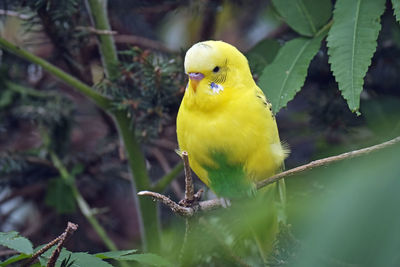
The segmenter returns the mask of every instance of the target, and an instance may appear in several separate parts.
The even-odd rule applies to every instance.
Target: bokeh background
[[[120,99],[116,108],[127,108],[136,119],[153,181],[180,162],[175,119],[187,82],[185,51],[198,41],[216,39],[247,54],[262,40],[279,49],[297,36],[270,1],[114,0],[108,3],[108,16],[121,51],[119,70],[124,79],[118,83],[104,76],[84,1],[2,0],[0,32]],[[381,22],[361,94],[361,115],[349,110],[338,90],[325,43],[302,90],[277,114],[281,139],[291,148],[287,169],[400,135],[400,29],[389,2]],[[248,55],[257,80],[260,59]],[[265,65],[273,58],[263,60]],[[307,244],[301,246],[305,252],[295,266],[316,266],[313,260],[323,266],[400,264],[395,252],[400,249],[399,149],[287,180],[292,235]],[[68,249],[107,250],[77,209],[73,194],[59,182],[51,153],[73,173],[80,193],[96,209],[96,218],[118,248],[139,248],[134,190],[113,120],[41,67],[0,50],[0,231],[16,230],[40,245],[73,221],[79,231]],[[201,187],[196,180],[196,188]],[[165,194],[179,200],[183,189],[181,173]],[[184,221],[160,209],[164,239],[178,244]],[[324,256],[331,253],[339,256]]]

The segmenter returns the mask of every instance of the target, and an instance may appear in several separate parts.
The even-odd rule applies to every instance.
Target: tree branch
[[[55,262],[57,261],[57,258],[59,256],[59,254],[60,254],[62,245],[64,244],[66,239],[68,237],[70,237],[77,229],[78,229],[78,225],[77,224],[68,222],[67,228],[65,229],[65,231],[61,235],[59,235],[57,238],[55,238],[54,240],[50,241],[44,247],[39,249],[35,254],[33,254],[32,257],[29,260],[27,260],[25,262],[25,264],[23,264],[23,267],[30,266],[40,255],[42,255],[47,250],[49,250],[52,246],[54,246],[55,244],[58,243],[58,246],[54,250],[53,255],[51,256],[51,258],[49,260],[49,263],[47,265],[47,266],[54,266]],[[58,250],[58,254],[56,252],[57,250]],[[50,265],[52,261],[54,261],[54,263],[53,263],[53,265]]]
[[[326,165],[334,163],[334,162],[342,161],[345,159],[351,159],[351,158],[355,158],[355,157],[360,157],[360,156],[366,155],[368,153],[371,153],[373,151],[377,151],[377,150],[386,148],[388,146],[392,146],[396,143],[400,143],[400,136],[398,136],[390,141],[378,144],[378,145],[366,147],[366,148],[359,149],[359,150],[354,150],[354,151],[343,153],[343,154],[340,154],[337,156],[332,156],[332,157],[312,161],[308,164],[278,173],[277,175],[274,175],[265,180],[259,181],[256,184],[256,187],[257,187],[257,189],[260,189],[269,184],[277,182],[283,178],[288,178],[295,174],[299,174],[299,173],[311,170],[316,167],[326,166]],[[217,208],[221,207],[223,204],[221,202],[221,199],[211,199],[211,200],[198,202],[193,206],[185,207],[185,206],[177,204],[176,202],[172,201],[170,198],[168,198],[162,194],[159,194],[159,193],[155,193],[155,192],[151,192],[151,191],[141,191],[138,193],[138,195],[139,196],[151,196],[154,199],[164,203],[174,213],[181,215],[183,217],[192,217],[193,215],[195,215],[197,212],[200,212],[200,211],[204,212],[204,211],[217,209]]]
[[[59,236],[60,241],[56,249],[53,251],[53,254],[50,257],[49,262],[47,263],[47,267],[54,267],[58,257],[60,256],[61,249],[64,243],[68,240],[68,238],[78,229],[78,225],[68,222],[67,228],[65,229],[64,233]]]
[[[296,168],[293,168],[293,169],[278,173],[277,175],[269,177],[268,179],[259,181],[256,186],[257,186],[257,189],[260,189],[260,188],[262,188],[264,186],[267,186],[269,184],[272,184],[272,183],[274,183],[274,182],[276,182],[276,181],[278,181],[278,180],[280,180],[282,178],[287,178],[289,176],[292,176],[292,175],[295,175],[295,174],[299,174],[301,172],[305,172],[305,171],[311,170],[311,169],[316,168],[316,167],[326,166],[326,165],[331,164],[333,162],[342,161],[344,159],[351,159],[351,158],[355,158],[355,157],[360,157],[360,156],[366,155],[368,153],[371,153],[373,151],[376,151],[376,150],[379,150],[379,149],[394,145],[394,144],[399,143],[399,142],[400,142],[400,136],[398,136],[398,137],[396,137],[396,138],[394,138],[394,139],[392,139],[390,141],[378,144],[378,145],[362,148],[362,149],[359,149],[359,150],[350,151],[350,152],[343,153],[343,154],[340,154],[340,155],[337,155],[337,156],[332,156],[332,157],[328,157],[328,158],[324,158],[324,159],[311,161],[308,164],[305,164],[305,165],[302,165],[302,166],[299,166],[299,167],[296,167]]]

Directions
Transcribe the listing verbatim, pictures excluded.

Finished task
The segmenter returns the mask of every instance of the target, and an instance may appear in several separate parts.
The even-odd rule applies to every instance.
Target: bokeh background
[[[120,99],[116,108],[127,108],[136,119],[153,181],[180,162],[175,119],[187,82],[185,51],[198,41],[216,39],[247,54],[262,40],[279,49],[297,36],[270,1],[114,0],[108,3],[108,16],[121,51],[119,70],[124,79],[118,83],[104,76],[84,1],[2,0],[0,32]],[[381,22],[361,94],[361,115],[349,110],[338,90],[325,43],[302,90],[277,114],[281,139],[291,148],[287,169],[400,135],[400,29],[389,2]],[[248,55],[257,80],[260,59]],[[265,65],[273,58],[263,60]],[[307,244],[301,246],[305,252],[295,266],[316,266],[313,260],[323,266],[400,264],[395,252],[400,249],[399,149],[287,180],[292,235]],[[68,249],[107,250],[77,209],[73,194],[59,182],[51,153],[73,173],[80,193],[96,209],[96,218],[118,248],[139,248],[134,190],[113,120],[41,67],[0,50],[0,231],[16,230],[40,245],[73,221],[79,231]],[[201,187],[196,180],[196,188]],[[165,194],[179,200],[183,189],[181,173]],[[184,221],[160,209],[164,239],[178,244]],[[324,256],[331,253],[339,256]]]

The segmenter returns the mask of every instance of the target, and an instance may appear in several separate parts.
The even-odd rule applies to every instance.
Target: tree branch
[[[55,262],[57,261],[57,258],[59,256],[59,254],[60,254],[62,245],[64,244],[66,239],[68,237],[70,237],[77,229],[78,229],[78,225],[77,224],[68,222],[67,228],[65,229],[65,231],[61,235],[59,235],[57,238],[55,238],[54,240],[50,241],[44,247],[39,249],[35,254],[33,254],[32,257],[29,260],[27,260],[25,262],[25,264],[23,264],[23,267],[30,266],[40,255],[42,255],[47,250],[49,250],[52,246],[54,246],[55,244],[58,243],[58,246],[54,250],[53,255],[51,256],[51,258],[49,260],[49,263],[47,265],[47,266],[54,266]],[[58,250],[58,254],[56,252],[57,250]],[[50,265],[52,261],[54,261],[54,263],[53,263],[53,265]]]
[[[326,165],[334,163],[334,162],[342,161],[345,159],[351,159],[351,158],[355,158],[355,157],[360,157],[360,156],[366,155],[368,153],[371,153],[373,151],[377,151],[377,150],[386,148],[388,146],[392,146],[396,143],[400,143],[400,136],[398,136],[390,141],[378,144],[378,145],[366,147],[366,148],[359,149],[359,150],[354,150],[354,151],[343,153],[343,154],[340,154],[337,156],[332,156],[332,157],[312,161],[308,164],[278,173],[277,175],[274,175],[265,180],[259,181],[256,184],[256,187],[257,187],[257,189],[260,189],[269,184],[277,182],[283,178],[288,178],[295,174],[299,174],[299,173],[311,170],[316,167],[326,166]],[[217,208],[221,207],[223,204],[221,202],[221,199],[211,199],[211,200],[198,202],[193,206],[185,207],[185,206],[177,204],[176,202],[172,201],[170,198],[168,198],[162,194],[159,194],[159,193],[155,193],[155,192],[151,192],[151,191],[141,191],[138,193],[138,195],[139,196],[151,196],[154,199],[164,203],[174,213],[181,215],[183,217],[192,217],[193,215],[195,215],[197,212],[200,212],[200,211],[204,212],[204,211],[217,209]]]
[[[59,236],[60,241],[56,249],[53,251],[53,254],[50,257],[49,262],[47,263],[47,267],[54,267],[58,257],[60,256],[61,249],[64,243],[68,240],[68,238],[78,229],[78,225],[68,222],[67,228],[65,229],[64,233]]]
[[[296,168],[293,168],[293,169],[278,173],[277,175],[269,177],[268,179],[259,181],[256,186],[257,186],[257,189],[260,189],[260,188],[262,188],[264,186],[267,186],[269,184],[272,184],[272,183],[274,183],[274,182],[276,182],[276,181],[278,181],[278,180],[280,180],[282,178],[287,178],[289,176],[292,176],[292,175],[295,175],[295,174],[299,174],[301,172],[305,172],[305,171],[311,170],[311,169],[316,168],[316,167],[326,166],[326,165],[331,164],[333,162],[342,161],[344,159],[351,159],[351,158],[355,158],[355,157],[360,157],[360,156],[366,155],[368,153],[371,153],[373,151],[376,151],[376,150],[379,150],[379,149],[394,145],[394,144],[399,143],[399,142],[400,142],[400,136],[398,136],[398,137],[396,137],[396,138],[394,138],[394,139],[392,139],[390,141],[378,144],[378,145],[362,148],[362,149],[359,149],[359,150],[350,151],[350,152],[343,153],[343,154],[340,154],[340,155],[337,155],[337,156],[332,156],[332,157],[328,157],[328,158],[324,158],[324,159],[311,161],[308,164],[305,164],[305,165],[302,165],[302,166],[299,166],[299,167],[296,167]]]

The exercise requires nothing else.